* **Input rows**
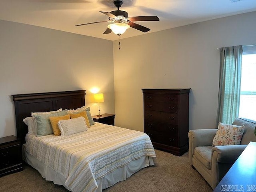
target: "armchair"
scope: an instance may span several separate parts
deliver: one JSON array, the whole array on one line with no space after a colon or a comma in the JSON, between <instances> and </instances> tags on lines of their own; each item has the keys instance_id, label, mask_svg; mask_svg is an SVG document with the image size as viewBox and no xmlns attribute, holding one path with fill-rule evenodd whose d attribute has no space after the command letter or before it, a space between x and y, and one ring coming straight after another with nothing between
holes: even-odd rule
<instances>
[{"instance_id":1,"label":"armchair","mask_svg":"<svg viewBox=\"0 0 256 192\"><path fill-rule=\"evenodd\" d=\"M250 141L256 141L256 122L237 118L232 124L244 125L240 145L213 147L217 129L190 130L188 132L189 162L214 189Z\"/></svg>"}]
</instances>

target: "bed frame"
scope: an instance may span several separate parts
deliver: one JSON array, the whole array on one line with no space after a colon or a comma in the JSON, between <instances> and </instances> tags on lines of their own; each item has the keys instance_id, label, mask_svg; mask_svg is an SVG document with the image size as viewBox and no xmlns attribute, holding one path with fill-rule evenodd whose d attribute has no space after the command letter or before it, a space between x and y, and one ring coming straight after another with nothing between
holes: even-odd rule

* **To do**
Extract all of the lines above exactly as they appear, leaving out the pictures.

* **Result of the task**
target: "armchair"
scope: an instance may span several separate parts
deliver: one JSON array, the whole array on one line with no space after a colon or a comma in the JSON, between <instances> and </instances> tags on lines of their own; each item has the keys instance_id, label, mask_svg; mask_svg is an SVG document with the image size as viewBox and no xmlns attribute, holding one path with fill-rule evenodd whose d attribute has no space after the command letter or before it, a space between x and y, and one ring coming straight after another with nothing between
holes: even-odd rule
<instances>
[{"instance_id":1,"label":"armchair","mask_svg":"<svg viewBox=\"0 0 256 192\"><path fill-rule=\"evenodd\" d=\"M250 141L256 141L256 122L237 118L232 124L244 125L240 145L213 147L217 129L190 130L188 132L189 162L214 189Z\"/></svg>"}]
</instances>

target: "bed frame"
scope: an instance may span several separate parts
deliver: one JSON array, the whole array on one line with no space after a colon or a comma in the JSON, between <instances> and </instances> tags on lines of their own; each item has the keys instance_id, label, mask_svg; mask_svg is an SVG document with the image size as viewBox and no xmlns attribute, holding one path with fill-rule evenodd whose d attribute has no space after the command letter or before it, a space between x and y, and one ring coming straight after another with nothing between
holes: even-odd rule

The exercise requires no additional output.